TASKS TO CARRY OUT:
1 > In the passage on student file-sharing, how much did Zachary McCune pay to settle the claim?
2 > Decide whether each statement agrees with the passage on student file-sharing: (a) Students for Free Culture was established at Swarthmore College in 2004. (b) Twenty Brown students received the letters. (c) Cory Doctorow advised the Students for Free Culture chapter at the University of Southern California.
3 > Continue the passage on student file-sharing from the point where it stops.

READING PASSAGE:
Right now, the percentage of people enrolled in American universities who
steal music and movies is in the high double digits but they would draw the
line at driving mom and dad's car through the doors and windows of Best Buys
or some other store at 3AM to steal that same music physically or software.
These are the federal judges and state court judges throughout the US of
tomorrow and their kids.
A lot of schools are cooperating through their school ISPs and allowing the
RIAA to trace the thiefs and haul them into court and cost them 3 grand or
more accurately their already overburdened parents. It's happening every
day.
As in this scenario in last week's New York Times:
http://www.nytimes.com/2007/10/10/education/10students.html
October 10, 2007 NEW YORK TIMES
File-Sharing Students Fight Copyright Constraints
By RACHEL AVIV
When Zachary McCune, a student at Brown, received an e-mail message from the
university telling him he might have broken the law by downloading
copyrighted songs, his eyes glazed over the warning and he quickly forgot
about it. “I already knew what they’d say about file-sharing,” he said. “It’s
become a campus cliché.”
But the next day, he realized the message had an attachment from the
Recording Industry Association of America, a trade group that is
coordinating legal efforts by record companies to crack down on Internet
piracy. The attachment told Mr. McCune he faced a lawsuit with potential
fines of $750 to $150,000 for every illegally downloaded song.
“I was stunned by the extremity of the punishment for taking songs I could
have bought for a few cents,” he said. “It seemed grossly out of
proportion.”
Twelve Brown students received these letters; Mr. McCune ended up paying
$3,000 to settle the claim. But the experience made him interested in
changing intellectual property regulations. Last spring he co-founded Brown’s
chapter of Students for Free Culture, a national organization sprouting up
on college campuses that advocates loosening the restrictions of copyright
law so that information — from software to music to research to art — can be
freely shared.
“The technology has outpaced the law,” said Mr. McCune, who is now a
sophomore.
Established at Swarthmore College in 2004, the group has chapters at more
than 35 universities across the country. “We will listen to free music, look
at free art, watch free film and read free books,” reads its manifesto,
posted on its Web site, freeculture.org. “We refuse to accept a future of
digital feudalism.”
Members assert that the Internet has made it necessary to rethink copyright
law, and they talk about the group’s goals with something like the reverence
that earlier generations displayed in talking about social or racial
equality.
“People wonder why college students aren’t rallying more around the Iraq
war,” Mr. McCune said. “If there were a draft, we probably would be.
Students are so quick to fight for this cause because we’re the ones bearing
the burden.”
Cory Doctorow, co-editor of the popular technology blog Boing Boing, said
the recording industry lawsuits were not “scaring students away from
file-sharing, but scaring them into political consciousness.” Last year, Mr.
Doctorow was an adviser to the Students for Free Culture chapter at the
University of Southern California while teaching a course on the history of
copyright law.

EXCERPTED DATA:
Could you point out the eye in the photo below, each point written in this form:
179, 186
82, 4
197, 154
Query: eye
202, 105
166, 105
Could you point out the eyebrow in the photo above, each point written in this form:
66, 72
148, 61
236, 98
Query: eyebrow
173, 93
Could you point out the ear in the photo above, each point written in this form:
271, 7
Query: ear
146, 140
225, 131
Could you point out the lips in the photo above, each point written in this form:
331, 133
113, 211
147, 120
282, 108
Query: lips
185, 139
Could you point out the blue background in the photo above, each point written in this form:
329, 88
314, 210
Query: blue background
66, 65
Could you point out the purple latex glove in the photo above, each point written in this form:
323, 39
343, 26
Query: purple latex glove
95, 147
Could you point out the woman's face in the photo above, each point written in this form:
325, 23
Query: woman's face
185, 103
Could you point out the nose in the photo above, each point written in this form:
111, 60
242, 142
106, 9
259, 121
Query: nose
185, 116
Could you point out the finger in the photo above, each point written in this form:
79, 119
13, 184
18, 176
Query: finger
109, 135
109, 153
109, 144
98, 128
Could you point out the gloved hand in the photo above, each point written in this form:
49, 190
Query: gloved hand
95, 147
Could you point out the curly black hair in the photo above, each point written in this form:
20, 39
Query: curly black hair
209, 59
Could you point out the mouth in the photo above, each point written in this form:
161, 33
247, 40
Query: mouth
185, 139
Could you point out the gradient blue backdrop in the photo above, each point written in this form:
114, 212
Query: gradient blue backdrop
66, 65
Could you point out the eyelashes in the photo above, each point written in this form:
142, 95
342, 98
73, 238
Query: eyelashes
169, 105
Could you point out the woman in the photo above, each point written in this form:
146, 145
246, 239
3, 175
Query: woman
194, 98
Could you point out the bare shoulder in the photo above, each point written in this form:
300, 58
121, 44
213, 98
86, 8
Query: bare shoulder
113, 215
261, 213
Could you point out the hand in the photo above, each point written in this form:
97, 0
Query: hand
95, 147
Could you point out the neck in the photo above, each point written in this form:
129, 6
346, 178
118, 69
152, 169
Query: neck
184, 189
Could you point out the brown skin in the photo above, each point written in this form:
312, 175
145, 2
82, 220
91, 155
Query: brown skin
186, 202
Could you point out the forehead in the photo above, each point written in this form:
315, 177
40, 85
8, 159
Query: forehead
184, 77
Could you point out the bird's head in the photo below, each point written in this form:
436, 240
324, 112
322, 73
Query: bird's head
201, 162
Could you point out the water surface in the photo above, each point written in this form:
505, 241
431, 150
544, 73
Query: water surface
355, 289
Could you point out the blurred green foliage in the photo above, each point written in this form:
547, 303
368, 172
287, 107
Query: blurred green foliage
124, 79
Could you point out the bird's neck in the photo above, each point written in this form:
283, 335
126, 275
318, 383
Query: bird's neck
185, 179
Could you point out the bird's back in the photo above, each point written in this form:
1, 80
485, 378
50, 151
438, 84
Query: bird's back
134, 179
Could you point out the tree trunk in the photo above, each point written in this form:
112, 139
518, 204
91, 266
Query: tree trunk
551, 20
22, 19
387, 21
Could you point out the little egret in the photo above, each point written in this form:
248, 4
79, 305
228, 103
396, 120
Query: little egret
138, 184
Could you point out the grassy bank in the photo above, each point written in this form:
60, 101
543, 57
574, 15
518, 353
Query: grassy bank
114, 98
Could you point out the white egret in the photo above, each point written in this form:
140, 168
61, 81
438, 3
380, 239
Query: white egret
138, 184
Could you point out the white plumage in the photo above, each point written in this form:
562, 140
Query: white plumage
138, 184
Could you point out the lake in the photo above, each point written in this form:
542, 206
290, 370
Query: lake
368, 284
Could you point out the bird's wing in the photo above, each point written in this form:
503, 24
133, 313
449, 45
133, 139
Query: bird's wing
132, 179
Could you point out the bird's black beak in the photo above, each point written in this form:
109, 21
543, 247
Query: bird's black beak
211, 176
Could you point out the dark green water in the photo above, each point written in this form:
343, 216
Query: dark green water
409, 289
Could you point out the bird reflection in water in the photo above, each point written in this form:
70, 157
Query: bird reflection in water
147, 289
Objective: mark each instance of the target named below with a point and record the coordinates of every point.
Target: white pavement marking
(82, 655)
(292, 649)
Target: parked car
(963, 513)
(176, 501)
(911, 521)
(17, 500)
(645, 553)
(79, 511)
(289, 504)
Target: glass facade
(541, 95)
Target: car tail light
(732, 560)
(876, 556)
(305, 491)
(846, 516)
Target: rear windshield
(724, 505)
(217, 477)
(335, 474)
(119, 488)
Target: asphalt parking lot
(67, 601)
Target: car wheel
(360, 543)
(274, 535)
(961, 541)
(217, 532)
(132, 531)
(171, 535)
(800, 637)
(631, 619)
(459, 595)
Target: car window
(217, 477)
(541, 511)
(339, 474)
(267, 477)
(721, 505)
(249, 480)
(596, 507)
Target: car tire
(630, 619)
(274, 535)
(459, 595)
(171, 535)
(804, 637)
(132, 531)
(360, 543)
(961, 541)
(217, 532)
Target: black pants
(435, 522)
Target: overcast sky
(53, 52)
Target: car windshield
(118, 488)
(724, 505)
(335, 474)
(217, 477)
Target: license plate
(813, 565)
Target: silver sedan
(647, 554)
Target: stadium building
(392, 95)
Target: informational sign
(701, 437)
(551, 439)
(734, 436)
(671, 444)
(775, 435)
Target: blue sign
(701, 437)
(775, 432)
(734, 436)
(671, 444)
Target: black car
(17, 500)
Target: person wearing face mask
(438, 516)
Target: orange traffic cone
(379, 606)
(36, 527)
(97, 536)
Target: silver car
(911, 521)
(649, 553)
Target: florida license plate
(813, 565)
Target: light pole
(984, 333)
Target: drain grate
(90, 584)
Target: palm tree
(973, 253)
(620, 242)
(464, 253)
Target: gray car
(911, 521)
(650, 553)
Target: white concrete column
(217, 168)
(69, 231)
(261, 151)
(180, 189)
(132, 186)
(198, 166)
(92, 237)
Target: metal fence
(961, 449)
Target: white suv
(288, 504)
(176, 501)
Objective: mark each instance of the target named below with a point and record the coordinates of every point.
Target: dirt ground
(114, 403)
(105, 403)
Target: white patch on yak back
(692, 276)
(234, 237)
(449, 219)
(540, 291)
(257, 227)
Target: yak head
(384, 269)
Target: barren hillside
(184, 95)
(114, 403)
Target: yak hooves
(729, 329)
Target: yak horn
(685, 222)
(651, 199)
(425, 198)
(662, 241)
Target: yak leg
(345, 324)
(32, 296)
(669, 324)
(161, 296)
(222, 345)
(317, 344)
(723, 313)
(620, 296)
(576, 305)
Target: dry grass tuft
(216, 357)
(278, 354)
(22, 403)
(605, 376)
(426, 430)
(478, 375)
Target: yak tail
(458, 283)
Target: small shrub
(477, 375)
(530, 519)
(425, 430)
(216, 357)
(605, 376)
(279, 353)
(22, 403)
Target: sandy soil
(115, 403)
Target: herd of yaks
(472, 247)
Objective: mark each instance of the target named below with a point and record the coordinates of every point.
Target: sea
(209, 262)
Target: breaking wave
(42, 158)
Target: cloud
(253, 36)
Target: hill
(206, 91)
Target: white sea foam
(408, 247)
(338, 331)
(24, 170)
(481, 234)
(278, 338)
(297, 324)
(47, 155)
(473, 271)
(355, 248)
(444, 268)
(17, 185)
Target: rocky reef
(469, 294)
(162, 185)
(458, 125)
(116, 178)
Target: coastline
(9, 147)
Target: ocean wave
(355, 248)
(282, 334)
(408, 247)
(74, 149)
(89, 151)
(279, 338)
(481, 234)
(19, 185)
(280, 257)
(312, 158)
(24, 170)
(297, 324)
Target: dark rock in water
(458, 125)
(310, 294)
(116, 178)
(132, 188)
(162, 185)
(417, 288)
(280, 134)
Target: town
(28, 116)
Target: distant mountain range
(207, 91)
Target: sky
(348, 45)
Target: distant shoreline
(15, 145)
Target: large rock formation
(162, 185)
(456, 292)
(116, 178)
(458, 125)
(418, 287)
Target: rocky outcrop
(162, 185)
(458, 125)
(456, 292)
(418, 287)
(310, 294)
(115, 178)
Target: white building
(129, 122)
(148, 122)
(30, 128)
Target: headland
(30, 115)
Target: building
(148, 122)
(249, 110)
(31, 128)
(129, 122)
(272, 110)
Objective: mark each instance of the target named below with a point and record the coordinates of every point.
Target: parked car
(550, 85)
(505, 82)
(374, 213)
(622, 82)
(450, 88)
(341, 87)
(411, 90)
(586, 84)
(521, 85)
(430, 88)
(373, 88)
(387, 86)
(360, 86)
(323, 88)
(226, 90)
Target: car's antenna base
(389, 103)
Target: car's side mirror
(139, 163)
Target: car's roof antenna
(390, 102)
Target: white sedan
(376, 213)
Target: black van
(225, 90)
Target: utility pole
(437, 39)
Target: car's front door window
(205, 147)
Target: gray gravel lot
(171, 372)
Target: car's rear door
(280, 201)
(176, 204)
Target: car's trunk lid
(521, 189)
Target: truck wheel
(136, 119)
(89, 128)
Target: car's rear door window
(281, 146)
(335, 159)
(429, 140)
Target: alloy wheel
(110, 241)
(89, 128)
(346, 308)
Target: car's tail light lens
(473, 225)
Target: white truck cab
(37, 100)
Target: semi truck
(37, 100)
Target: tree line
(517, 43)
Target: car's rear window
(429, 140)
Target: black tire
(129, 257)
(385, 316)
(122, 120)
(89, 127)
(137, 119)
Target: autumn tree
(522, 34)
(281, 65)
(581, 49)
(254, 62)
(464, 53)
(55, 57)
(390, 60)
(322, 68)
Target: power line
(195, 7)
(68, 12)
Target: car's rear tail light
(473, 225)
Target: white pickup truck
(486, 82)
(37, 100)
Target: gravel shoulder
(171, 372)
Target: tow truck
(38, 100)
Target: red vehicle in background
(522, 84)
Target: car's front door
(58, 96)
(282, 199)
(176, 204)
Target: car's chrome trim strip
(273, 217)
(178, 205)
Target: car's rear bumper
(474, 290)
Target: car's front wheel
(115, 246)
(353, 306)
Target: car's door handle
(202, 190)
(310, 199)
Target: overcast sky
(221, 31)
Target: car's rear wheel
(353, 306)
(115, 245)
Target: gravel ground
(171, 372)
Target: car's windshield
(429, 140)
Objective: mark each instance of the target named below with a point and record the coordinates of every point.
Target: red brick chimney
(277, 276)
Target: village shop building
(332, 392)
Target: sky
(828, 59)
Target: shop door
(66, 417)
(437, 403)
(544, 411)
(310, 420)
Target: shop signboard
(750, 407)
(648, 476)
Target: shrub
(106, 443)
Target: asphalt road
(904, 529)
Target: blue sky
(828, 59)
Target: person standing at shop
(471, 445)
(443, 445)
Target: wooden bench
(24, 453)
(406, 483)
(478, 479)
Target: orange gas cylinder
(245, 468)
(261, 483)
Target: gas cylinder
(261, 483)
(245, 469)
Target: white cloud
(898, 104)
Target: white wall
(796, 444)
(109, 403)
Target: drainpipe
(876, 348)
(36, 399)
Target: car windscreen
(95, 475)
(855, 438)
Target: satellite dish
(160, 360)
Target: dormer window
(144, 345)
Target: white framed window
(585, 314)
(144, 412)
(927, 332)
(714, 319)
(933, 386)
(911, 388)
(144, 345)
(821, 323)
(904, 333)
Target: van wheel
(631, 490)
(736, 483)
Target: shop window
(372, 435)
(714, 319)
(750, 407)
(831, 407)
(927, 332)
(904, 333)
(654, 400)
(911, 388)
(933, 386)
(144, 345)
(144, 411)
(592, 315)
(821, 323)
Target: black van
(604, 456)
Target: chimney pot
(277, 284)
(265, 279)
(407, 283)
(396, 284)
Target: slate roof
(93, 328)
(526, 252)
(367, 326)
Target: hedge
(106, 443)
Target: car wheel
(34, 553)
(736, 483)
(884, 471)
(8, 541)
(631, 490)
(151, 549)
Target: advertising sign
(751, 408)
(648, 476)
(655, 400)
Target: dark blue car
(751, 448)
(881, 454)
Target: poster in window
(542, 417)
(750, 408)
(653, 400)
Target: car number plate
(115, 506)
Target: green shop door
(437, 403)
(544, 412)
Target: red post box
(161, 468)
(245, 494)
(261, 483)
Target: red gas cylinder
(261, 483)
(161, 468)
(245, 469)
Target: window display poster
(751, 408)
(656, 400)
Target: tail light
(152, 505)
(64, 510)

RESULTS:
1 > $3,000

2 >
(a) Yes: "Established at Swarthmore College in 2004"
(b) No: "Twelve Brown students received these letters"
(c) Yes: "Mr. Doctorow was an adviser to the Students for Free Culture chapter at the University of Southern California"

3 >
Opposition to the music industry and its efforts to protect copyrights often
dominates discussions on campuses. Chapters have organized demonstrations in
front of major record stores and held “iPod liberation” parties where
students have downloaded software together that makes it possible to swap
songs.
Many chapters have held forums to discuss legal decisions and developments
in copyright, frequently debating what it means to “steal” something as
amorphous as a digital file.
But in recent months, the group has made a point of branching out beyond
music copyrights. At its first national conference, held at Harvard in May
and attended by more than 130 people, speakers gave presentations on topics
like enhancing Internet access in impoverished countries, and loosening
patent regulations for pharmaceutical drugs.
“File-sharing may have brought these issues to public consciousness, but it’s
not our only inspiration,” said Elizabeth Stark, founder of Harvard’s Free
Culture group.
Some chapters have rallied around the Federal Research Public Access Act, a
bill that would make it mandatory for government-financed research to be
published in online journals, free to the public.
The movement is not without its critics. Early on, Ethan Zuckerman, a
research fellow at the Berkman Center for Internet and Society at Harvard
Law School, said the group should pick more consequential problems to rally
around than access to music.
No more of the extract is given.